Description of the task: Would you transcribe exactly the lines below, starting at the one that contains "Where can you see the hooked" and ending with the last line, both included? Leave out all other lines.

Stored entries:
········
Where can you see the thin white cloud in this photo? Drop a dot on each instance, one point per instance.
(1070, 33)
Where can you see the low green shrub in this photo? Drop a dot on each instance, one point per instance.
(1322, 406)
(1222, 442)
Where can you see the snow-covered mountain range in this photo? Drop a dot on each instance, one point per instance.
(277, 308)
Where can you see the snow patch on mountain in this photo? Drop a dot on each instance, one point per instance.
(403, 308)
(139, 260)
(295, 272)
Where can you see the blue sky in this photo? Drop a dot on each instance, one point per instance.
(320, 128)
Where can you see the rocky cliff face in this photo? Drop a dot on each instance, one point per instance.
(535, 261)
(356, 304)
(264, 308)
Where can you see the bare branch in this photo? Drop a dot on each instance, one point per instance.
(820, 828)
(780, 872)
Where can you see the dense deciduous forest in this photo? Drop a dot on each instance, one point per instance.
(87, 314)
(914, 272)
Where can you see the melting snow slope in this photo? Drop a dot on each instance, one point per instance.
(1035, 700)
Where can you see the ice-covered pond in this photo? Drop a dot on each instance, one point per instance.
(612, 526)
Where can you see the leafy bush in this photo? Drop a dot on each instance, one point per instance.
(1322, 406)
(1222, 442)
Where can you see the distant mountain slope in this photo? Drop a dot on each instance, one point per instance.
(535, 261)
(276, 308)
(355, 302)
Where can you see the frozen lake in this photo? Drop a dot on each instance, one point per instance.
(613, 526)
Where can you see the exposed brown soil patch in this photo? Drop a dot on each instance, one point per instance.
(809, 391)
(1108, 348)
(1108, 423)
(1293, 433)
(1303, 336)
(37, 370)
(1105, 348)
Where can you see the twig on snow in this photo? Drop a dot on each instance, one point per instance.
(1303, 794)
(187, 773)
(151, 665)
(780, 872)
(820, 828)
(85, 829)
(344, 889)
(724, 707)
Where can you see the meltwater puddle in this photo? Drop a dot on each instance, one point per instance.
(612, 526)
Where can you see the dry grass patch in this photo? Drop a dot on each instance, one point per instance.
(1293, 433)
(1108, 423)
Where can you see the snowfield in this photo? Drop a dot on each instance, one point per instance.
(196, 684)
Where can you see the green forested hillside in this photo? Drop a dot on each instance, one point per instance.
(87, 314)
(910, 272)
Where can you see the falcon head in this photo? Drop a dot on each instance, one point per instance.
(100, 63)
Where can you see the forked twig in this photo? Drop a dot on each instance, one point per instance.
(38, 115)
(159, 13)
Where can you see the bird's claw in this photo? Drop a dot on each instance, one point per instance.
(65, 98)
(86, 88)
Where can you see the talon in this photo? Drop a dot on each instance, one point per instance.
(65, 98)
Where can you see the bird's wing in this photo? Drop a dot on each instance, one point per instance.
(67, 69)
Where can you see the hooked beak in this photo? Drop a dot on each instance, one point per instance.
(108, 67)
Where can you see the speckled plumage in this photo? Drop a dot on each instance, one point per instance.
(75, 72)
········
Answer to this exercise:
Where can you see the hooked beak in this photo? Drop a dot on each instance, one point per instance.
(108, 67)
Where can you see the speckled plumage in this photo? Drop a dot on each instance, one point per instance.
(75, 72)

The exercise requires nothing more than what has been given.